■ Kutipan Bacaan ■

- - - - - - -

Tanpa basa-basi lagi, motor pun digeber balik ke jalan tadi..........

Beberapa saat kemudian, kami sudah berada di jalan poros menuju Buntao. Pada awalnya, jalanan yang kami lalui beraspal mulus, namun cukup sempit. Cuman muat untuk satu mobil. Jadi jika kita berpapasan dengan mobil dari arah yang berlawanan, motor kita harus mengalah dengan menepi di pinggiran jalan. Asal berhati-hati saja, karena kalau salah-salah bisa terjerembab ke sawah milik warga.

Sebelumnya, kami sempat bertanya kepada beberapa warga setempat tentang kediaman Pong Barumbun. Syukurlah, yang ditanyakan ini adalah sosok yang populer. sehingga mereka semuanya umumnya tahu benar dimana beliau tinggal. Kata para informan itu, kami harus berjalan terus --tanpa tergoda untuk berbelok-- hingga mencapai pasar. Dari situ kita akan berbelok kanan, melewati jalan kecil yang tak terurus hingga mencapai rumah Pong Barumbun.

Tancaaaaappp...!!!!! motor pun kembali bergerak ke arah yang diberikan. aspal mulus ini membuat perjalanan menjadi menyenangkan. Terlebih, pemandangan di kiri kanan jalan begitu indah. Hamparan sawah dan sengkedan yang berundak-undak sangat sedap dipandang mata. Sawah-sawah itu hadir dengan warna yang beragam. Mulai dari hijau tua..hijau agak muda..hijau muda..hijau ke-kuning-kuningan hingga yang sudah hampir menguning. Belum lagi ditambah dengan bangunan rumah-rumah khas toraja yang mempermanis suasana disana. ..ABSOLUTELY.. MAGNIFECENT...!!!!! Mungkin itulah kenapa sewaktu bertanya tadi, informannya berpesar agar kita tidak 'tergoda untuk berbelok-belok'.

Sayangnya...informan tadi mungkin salah mengkalkulasi jarak pasar yang menjadi tujuan kami. Dia mengatakan kalau jarak pasar tinggal 5 km lagi dari tempat kami bertanya. Namun ternyata, setelah hampir 10 km kami berjalan, belum sedikitpun ada pasar yang nampak. Saya pun ingat pesan seorang teman sewaktu mendaki gunung beberapa waktu lalu Bahwa untuk menghitung jarak dengan perhitungan warga lokal di pedesaan, angka atau jarak yang dia berikan harus dikonversi terlebih dahulu, dengan perbandingan 1 : 3. Nah, jika dia mengajukan jarak 5 km, maka jarak yang sebenarnya adalah 15 km.


Kesabaran kami akhirnya berbuah manis.....pasar itu kami temukan. Sunyi memang, karena saat itu memang tidak sedang giliran hari pasar di tempat itu. Disitu, kami bertanya lagi dan ditunjukkan arah dengan keterangan bahwa rumah Beliau dekat dengan sebuah sekolah dasar dan sebuah gereja.

- - - - - - -

■ Cuplikan Data ■
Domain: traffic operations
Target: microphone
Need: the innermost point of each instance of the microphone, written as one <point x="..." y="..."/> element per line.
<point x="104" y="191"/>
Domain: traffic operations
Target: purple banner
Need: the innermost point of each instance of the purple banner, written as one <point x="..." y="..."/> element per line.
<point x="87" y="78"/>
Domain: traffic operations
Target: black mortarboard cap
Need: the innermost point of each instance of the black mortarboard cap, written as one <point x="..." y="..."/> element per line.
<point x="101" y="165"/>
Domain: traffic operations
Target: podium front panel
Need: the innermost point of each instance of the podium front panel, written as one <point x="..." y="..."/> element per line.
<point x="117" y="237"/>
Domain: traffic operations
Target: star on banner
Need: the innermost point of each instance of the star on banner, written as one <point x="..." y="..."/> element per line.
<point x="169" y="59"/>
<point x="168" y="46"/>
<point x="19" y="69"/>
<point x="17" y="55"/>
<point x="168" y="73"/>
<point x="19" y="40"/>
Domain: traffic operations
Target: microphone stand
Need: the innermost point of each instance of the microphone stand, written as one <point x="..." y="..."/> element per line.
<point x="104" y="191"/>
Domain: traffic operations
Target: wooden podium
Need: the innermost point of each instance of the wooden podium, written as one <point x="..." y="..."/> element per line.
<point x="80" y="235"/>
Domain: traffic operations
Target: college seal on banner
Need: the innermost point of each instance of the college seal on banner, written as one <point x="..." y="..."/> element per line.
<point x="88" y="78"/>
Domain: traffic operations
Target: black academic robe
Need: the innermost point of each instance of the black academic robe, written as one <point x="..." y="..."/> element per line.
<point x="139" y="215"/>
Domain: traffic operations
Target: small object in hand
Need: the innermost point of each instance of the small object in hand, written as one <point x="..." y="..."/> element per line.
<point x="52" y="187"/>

- - - - - - -

■ Tugas Pengerjaan ■
a: Baris mana saja dalam entri yang memuat kata "college"? Kutip semua baris itu, dengan membedakan huruf besar dan huruf kecil.
b: Tuliskan lanjutan kisah perjalanan menuju rumah Pong Barumbun, dimulai sesudah kalimat terakhirnya.
Kisah perjalanan dan entri di atas sama sekali tidak berhubungan.

■ Jawaban Akhir ■
a:
Target: college seal on banner
Need: the innermost point of each instance of the college seal on banner, written as one <point x="..." y="..."/> element per line.

b:
Perjalanan kali ini tidak semulus yang pertama. Jalanan yang kami lalui menanjak dengan bebatuan yang menyembul disepanjang jalan. Motor harus terus bergerak di persneling 1 sembari menjaga dengan saksama keseimbangan badan. Apalagi yang kubonceng ini --mas Yudha-- termasuk berat 'bobot' tubuhnya. Tiba-tiba saja muncul ketakutanku jika motor ini mogok ditengah perjalanan. Alamaaaaakk...!!!. Kondisi medan yang berat ditambah beban muatannya, memang membuat bodi motor ini mengeluarkan bunyi-bunyian yang aneh, yang tak ada sebelumnya. Tapi....apa boleh buat, perjalanan sudah sampai sejauh ini, PANTANG HATI UNTUK MUNDUR. Tapi, diluar itu semua, perjalanan menanjak kami menemui Pong Barumbun masih terhadiahi pemandangan khas Toraja yang eksotik. Mata ini seakan segan untuk berkedip. Terlalu banyak yang bisa dinikmati di pedalaman Toraja ini. . . . . .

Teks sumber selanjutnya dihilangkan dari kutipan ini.